Text block
For those of you who want HomeKit support, may I ask how much more are you willing to pay for an ISY (or some hardware extension thereto) and will you commit to it? Please note that from our initial estimates, we probably need at least $200K to have a robust solution. As such, please let me know if you are willing to start from $500.00 and more.

 

With kind regards,

Michel

Michel

 

I am a great admirer of you and your team.  Not only am I pleased with my ISY994 ZW, but I am impressed by your support system. Your communication skills should be  an example for technology companies across the globe.

We understand that you must make choices and that you can not please everyone. If the question is whether I am willing to pay upwards of $ 500 for a ISY that is compatible with leading home automation protocols, then my answer is yes. Same answer for an annual fee.

In my view the biggest challenge for home automation is to make it technically accessible for Joe Average.  The installation of the ISY994 and the configuration of the Administrative Console are beyond the average consumer. Many of us enjoy playing and tweaking the AC but the home automation of the future must be plug & play. I believe that it is not so much connectivity between ISY, Zigbee and Homekit, but more connectivity with end-products (Nest, Sonos, Somfy, TV, etc).

I don't consider myself an expert at all, but my guess is that it may take 5 years until we see that off-the-shelf plug & play home automation.  That gives you a nice business life cycle for the techies until then, but also a challenge to make it to the next cycle of plug & play.  But if you set that path, then you would be a prime acquisition target for any of the top contenders (Amazon, Apple, Google...). Crowd funding would also be an option.

Right now my bet is on UD and you & team.  שָׁנָה טוֹבָה וּמְתוּקָה

Posted

Here's a datapoint:

 

As part of my HA/Security experimentation, I had Vivint install their top-of-the-line system in my home.  Wired/wireless sensors, combination doorlocks, garage door control, video security inside and out, as well as pool pump, lights, etc., as well as a control panel with cellular and battery backup.  Installation was free - no down payment necessary; I figure they installed about $1.2K worth of equipment.  Monitoring costs $70/month with a 2-year contract.  Access is highly secure; this is not a toy like Echo.

 

I was willing to pay that and I'll guess that a fair amount of the population would go for it as well (Vivint has about 1 million customers).

 

The overall functionality is virtually the same as ISY, but a non-technical person has an easier time programming it.  Yes, conditional statements are possible and I have a number of them currently working.  Not as flexible sensor/device wise, it uses Z-wave and an I/O module for wired sensors.

 

I'm not saying this is the answer, but it puts price/performance in perspective.

Posted

I built one of those. It was my third computer. Anyone remember Don Lancaster?

 

 

Short and to the point.

Best regards,

Gary Funk

Yup. TTL Cookbook, CMOS Cookbook, Video Cookbook, and many more.

He was the God I worshipped for many years.

 

I ran into him on Usenet a few years back and he was right into alternative energy and talk me about "exergy"

He had published a book on the hydrogen scam explaining why it would never work and why the governments don't mention their embarrassment anymore after being duped by the "scientists"

Directions for this task
Return verbatim the passage of the HomeKit forum thread that opens with the words containing "I am a great" and closes with "an annual fee.".

Collected material
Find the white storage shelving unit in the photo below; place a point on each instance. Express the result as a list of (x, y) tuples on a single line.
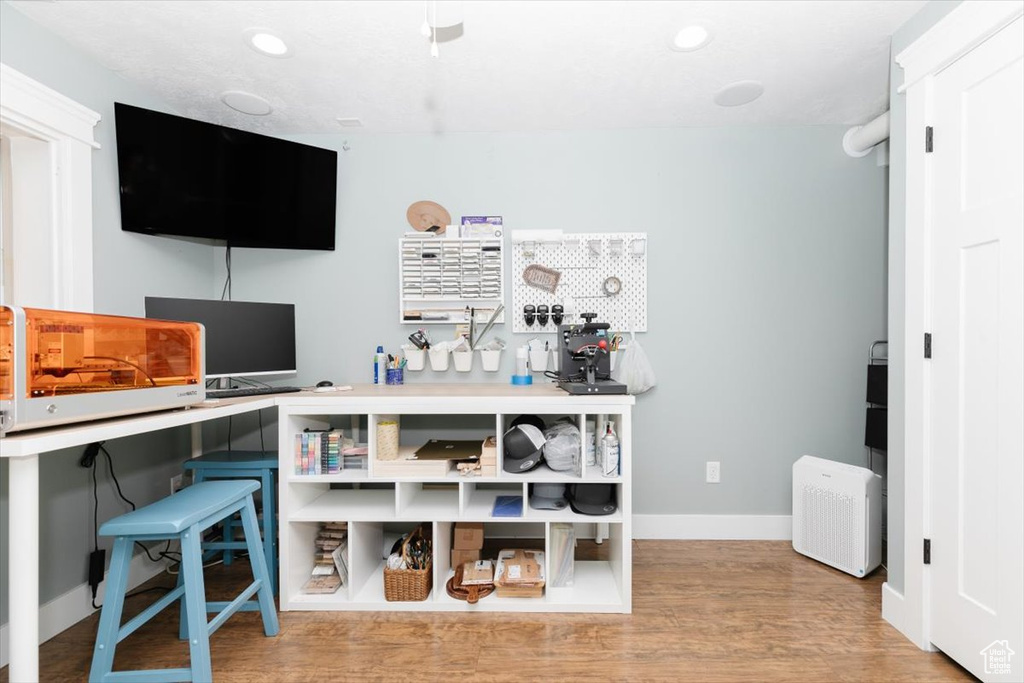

Expected answer
I am a great admirer of you and your team.  Not only am I pleased with my ISY994 ZW, but I am impressed by your support system. Your communication skills should be  an example for technology companies across the globe.

We understand that you must make choices and that you can not please everyone. If the question is whether I am willing to pay upwards of $ 500 for a ISY that is compatible with leading home automation protocols, then my answer is yes. Same answer for an annual fee.